:: EXERCISE REQUIREMENTS ::
Can you echo back every one of the following lines exactly, with no changes?

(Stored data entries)
★ ★ ★ ★ ★ ★ ★

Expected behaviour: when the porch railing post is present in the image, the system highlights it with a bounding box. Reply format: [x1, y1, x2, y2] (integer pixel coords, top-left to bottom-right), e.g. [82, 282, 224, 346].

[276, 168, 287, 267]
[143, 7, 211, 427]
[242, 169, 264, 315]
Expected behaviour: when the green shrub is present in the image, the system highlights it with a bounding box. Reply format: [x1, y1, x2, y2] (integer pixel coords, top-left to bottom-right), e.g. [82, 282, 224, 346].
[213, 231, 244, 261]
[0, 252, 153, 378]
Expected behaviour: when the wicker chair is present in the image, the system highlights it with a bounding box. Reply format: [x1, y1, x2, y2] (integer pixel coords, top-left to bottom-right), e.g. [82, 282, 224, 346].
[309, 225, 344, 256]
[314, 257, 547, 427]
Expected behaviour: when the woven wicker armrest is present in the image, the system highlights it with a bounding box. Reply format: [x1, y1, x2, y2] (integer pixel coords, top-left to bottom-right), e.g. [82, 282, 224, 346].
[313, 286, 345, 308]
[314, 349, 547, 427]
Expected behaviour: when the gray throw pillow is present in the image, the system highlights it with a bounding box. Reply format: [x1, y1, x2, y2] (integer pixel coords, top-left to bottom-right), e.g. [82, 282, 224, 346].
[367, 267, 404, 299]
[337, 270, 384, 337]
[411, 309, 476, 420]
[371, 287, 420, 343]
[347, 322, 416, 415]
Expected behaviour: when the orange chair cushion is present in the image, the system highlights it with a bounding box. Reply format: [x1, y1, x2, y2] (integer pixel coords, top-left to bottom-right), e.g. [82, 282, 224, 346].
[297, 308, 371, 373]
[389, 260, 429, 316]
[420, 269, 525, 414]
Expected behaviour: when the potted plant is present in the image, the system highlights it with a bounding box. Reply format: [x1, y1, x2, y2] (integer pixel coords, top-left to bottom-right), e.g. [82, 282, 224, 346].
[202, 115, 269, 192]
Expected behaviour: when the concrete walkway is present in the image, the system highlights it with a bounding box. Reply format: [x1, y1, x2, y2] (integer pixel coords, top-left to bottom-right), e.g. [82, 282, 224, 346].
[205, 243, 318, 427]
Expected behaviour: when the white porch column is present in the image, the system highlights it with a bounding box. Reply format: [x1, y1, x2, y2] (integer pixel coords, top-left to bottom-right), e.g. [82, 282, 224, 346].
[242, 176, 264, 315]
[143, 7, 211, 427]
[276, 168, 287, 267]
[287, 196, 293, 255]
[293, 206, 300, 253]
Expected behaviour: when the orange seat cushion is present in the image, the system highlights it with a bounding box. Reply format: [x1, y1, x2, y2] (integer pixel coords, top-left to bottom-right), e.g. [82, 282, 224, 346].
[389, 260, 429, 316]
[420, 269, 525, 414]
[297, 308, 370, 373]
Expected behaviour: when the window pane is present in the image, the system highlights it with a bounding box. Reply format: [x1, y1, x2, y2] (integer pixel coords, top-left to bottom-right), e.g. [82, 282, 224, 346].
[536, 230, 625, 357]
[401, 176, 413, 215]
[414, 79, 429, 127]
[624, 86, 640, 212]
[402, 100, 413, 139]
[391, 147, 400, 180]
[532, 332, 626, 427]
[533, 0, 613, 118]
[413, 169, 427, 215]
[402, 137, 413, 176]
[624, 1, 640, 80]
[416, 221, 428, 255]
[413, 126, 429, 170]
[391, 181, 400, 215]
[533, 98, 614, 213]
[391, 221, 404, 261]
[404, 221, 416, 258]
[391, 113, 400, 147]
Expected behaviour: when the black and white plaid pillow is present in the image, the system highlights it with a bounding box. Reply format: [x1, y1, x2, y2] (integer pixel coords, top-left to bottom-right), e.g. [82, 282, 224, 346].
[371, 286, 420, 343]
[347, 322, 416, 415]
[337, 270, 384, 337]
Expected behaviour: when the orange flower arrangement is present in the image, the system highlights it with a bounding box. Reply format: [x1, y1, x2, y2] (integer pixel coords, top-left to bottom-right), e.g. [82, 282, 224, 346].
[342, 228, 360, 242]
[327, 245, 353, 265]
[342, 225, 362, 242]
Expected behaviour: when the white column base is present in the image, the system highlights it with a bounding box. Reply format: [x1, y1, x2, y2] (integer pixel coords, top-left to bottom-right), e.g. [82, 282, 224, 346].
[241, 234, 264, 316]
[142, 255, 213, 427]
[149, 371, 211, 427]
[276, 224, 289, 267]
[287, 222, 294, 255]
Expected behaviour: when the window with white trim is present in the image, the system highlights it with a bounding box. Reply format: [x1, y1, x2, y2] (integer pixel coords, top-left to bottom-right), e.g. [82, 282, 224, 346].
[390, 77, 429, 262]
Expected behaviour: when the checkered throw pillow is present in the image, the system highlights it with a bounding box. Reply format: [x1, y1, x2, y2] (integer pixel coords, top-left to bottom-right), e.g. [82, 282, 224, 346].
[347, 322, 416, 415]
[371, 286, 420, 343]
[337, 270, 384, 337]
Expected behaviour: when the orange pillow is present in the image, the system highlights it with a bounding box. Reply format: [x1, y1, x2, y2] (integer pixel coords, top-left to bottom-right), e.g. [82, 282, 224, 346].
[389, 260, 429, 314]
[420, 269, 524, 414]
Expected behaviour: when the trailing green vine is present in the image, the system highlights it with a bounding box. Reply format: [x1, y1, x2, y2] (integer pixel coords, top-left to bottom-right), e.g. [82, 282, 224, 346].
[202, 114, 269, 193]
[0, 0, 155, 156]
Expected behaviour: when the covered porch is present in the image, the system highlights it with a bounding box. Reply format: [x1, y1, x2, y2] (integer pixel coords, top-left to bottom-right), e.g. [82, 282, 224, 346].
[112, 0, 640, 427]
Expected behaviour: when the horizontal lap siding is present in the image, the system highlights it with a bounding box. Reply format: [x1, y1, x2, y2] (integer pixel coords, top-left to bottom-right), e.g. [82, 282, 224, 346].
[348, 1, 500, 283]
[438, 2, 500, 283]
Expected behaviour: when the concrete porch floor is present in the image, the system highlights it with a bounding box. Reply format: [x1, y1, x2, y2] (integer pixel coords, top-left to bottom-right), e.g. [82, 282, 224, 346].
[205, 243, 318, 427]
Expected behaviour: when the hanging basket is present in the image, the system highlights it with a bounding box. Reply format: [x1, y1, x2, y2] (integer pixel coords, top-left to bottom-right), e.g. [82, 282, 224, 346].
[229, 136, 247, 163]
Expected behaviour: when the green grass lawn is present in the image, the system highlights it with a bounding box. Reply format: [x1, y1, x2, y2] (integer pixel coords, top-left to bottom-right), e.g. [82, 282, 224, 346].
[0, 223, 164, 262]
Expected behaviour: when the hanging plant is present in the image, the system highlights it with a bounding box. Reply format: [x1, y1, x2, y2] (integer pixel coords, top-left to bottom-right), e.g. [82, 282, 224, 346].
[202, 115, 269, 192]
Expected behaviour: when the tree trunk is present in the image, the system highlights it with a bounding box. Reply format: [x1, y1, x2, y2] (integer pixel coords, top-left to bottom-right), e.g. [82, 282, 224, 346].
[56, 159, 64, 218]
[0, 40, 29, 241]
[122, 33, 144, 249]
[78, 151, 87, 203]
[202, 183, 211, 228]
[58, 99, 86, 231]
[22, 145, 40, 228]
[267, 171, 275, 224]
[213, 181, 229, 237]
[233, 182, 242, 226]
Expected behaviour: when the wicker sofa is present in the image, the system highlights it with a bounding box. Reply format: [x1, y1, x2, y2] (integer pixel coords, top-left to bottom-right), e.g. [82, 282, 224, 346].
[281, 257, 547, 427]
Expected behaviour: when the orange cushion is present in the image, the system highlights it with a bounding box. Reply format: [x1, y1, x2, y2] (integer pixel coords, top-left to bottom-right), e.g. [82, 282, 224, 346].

★ ★ ★ ★ ★ ★ ★

:: PROBLEM SOLUTION ::
Expected behaviour: when the porch railing post is present in the image, the system highlights it with a bounding box. Reply format: [x1, y1, x2, y2] (integer pixel coords, top-left to bottom-right), e.g. [82, 282, 224, 346].

[276, 168, 287, 267]
[143, 7, 211, 427]
[242, 169, 264, 315]
Expected behaviour: when the green shrub is present in the image, the system highlights it with a bounding box. Reply format: [x1, y1, x2, y2] (integer pixel coords, top-left to bottom-right), e.g. [82, 282, 224, 346].
[213, 231, 244, 261]
[0, 252, 153, 378]
Expected behaviour: when the wicker chair is present in the image, the system highlights it with a bounding box. Reply format: [x1, y1, x2, y2] (integer pixel coords, top-left to bottom-right), e.g. [82, 282, 224, 346].
[309, 225, 344, 256]
[314, 257, 547, 427]
Expected behaviour: when the woven wicker armrest is present in the image, the system highlights it with a bounding box. Reply format: [x1, y1, x2, y2] (integer pixel coords, top-left to bottom-right), e.g. [82, 282, 224, 346].
[313, 286, 345, 308]
[314, 349, 547, 427]
Expected behaviour: when the gray throw pillow is present in the image, the system highlights it with a bounding box. Reply format: [x1, y1, x2, y2] (integer pixel coords, top-left to bottom-right), e.g. [82, 282, 224, 346].
[367, 267, 404, 299]
[337, 270, 384, 337]
[411, 309, 476, 420]
[371, 287, 420, 343]
[347, 322, 416, 415]
Expected behaviour: when the orange chair cushion is present in the image, the system highlights it with a bounding box. Reply format: [x1, y1, x2, y2] (integer pixel coords, top-left to bottom-right), e.g. [82, 282, 224, 346].
[297, 308, 371, 373]
[389, 260, 429, 316]
[420, 269, 525, 414]
Expected behaviour: when the potted plant is present in the image, the system highlights it with a bounding box. Reply format: [x1, y1, x2, y2] (integer pixel coords, top-left to bottom-right), e.g. [82, 282, 224, 346].
[202, 115, 269, 192]
Expected behaviour: when the concrete walkway is present in the image, the system highlights it with a bounding box. Reply format: [x1, y1, x2, y2] (integer pixel coords, top-left to bottom-right), e.g. [82, 282, 224, 346].
[205, 243, 318, 427]
Expected behaviour: when the white porch column is present in the image, the system highlights it with a bounding box. Reply format: [x1, y1, x2, y2] (integer pixel coords, top-left to bottom-right), e.g. [82, 282, 224, 346].
[242, 176, 264, 315]
[143, 7, 211, 427]
[276, 168, 287, 267]
[287, 196, 293, 255]
[293, 206, 300, 253]
Expected behaviour: when the orange seat cushion is present in the image, the system highlights it with a bounding box. Reply format: [x1, y1, x2, y2] (integer pixel coords, top-left to bottom-right), e.g. [82, 282, 224, 346].
[389, 260, 429, 316]
[420, 269, 525, 414]
[297, 308, 370, 373]
Expected behaviour: when the window pane is present in the image, the system highlights it with a bounding box. Reply format: [x1, y1, x2, y2] (integer pixel coords, top-left to bottom-right), e.g. [82, 282, 224, 346].
[536, 230, 625, 357]
[401, 176, 413, 215]
[414, 79, 429, 127]
[624, 86, 640, 212]
[402, 100, 413, 139]
[391, 147, 400, 180]
[532, 332, 626, 427]
[533, 0, 613, 118]
[413, 169, 427, 215]
[402, 137, 413, 176]
[624, 1, 640, 80]
[416, 221, 428, 255]
[413, 126, 429, 170]
[391, 181, 400, 215]
[533, 98, 614, 213]
[391, 221, 404, 261]
[404, 221, 416, 258]
[391, 113, 400, 147]
Expected behaviour: when the black and white plaid pillow is present in the image, the system highlights it with a bounding box. Reply format: [x1, y1, x2, y2] (integer pixel coords, top-left to bottom-right), e.g. [82, 282, 224, 346].
[371, 286, 420, 343]
[347, 322, 416, 415]
[337, 270, 384, 337]
Expected behaviour: when the orange flower arrangement is present in the image, the system highlights it with a bounding box. Reply format: [x1, y1, x2, y2] (integer pixel coords, top-left to bottom-right), e.g. [82, 282, 224, 346].
[342, 228, 360, 242]
[327, 245, 353, 265]
[342, 225, 362, 242]
Expected behaviour: when the white column base is present in the image, the system highlights it with a bounding box. Reply format: [x1, y1, x2, y2] (integer pixel coords, top-left to bottom-right), e.g. [82, 282, 224, 346].
[241, 234, 264, 316]
[142, 255, 213, 427]
[149, 371, 211, 427]
[276, 224, 289, 267]
[287, 222, 294, 255]
Expected behaviour: when the window with white trim is present in the image, the system highlights it with a bounding box. Reply format: [x1, y1, x2, y2] (integer pixel coords, top-left to bottom-right), e.g. [82, 282, 224, 346].
[390, 77, 429, 262]
Expected behaviour: when the checkered throw pillow is present in the image, the system highlights it with a bounding box. Reply format: [x1, y1, x2, y2] (integer pixel coords, top-left to bottom-right), e.g. [82, 282, 224, 346].
[347, 322, 416, 415]
[371, 286, 420, 343]
[337, 270, 384, 337]
Expected behaviour: when the orange pillow is present in the image, the system highlights it with a bounding box. Reply format: [x1, y1, x2, y2] (integer pixel coords, top-left to bottom-right), e.g. [82, 282, 224, 346].
[389, 260, 429, 314]
[420, 269, 524, 414]
Expected behaviour: when the trailing green vine is present in the image, the system highlights it with a bounding box. Reply format: [x1, y1, x2, y2] (integer pixel coords, top-left to bottom-right), e.g. [82, 282, 224, 346].
[202, 114, 269, 193]
[0, 0, 155, 156]
Expected behaviour: when the covered porch is present in the image, the system highlights it with a bounding box. Reply format: [x1, y1, x2, y2] (integer pixel coords, top-left to bottom-right), e.g. [82, 282, 224, 346].
[112, 0, 640, 427]
Expected behaviour: when the horizontal lap siding is present in the image, the system highlights it with a bounding box. Reply format: [x1, y1, x2, y2] (integer pixel coords, top-left to bottom-right), e.g. [82, 282, 224, 346].
[348, 1, 500, 283]
[438, 2, 500, 283]
Expected behaviour: when the concrete porch floor is present in the image, the system highlights it with a bounding box. Reply format: [x1, y1, x2, y2] (integer pixel coords, top-left to bottom-right), e.g. [82, 282, 224, 346].
[205, 243, 318, 427]
Expected behaviour: when the hanging basket is present in the image, the system highlights it with a bounding box. Reply format: [x1, y1, x2, y2] (integer pixel coords, top-left to bottom-right), e.g. [82, 282, 224, 346].
[229, 136, 247, 163]
Expected behaviour: when the green grass lawn is present in the image, the system highlights it with a bounding box. Reply format: [x1, y1, x2, y2] (integer pixel coords, top-left to bottom-right), e.g. [82, 282, 224, 346].
[0, 223, 164, 262]
Expected behaviour: when the hanging plant is present in the image, the system highlights it with a bounding box. Reply format: [x1, y1, x2, y2] (integer pixel coords, top-left to bottom-right), e.g. [82, 282, 224, 346].
[202, 115, 269, 192]
Expected behaviour: when the tree trunk is present in the image, the system highlights it with a bounding box. Reply format: [x1, y1, x2, y2] (integer pixel coords, top-left to bottom-right), e.g. [82, 282, 224, 346].
[56, 159, 64, 218]
[0, 40, 29, 241]
[122, 33, 144, 249]
[78, 151, 87, 203]
[202, 183, 211, 228]
[58, 99, 86, 231]
[22, 145, 40, 228]
[267, 171, 275, 224]
[213, 181, 229, 237]
[233, 182, 242, 226]
Expected behaviour: when the wicker sofa is present in the image, the system highlights it with a bounding box. Reply format: [x1, y1, x2, y2] (integer pixel coords, top-left to bottom-right), e.g. [82, 282, 224, 346].
[281, 257, 547, 427]
Expected behaviour: when the orange cushion is present in the image, the system highlights it with a bounding box. Reply format: [x1, y1, x2, y2] (integer pixel coords, top-left to bottom-right), e.g. [82, 282, 224, 346].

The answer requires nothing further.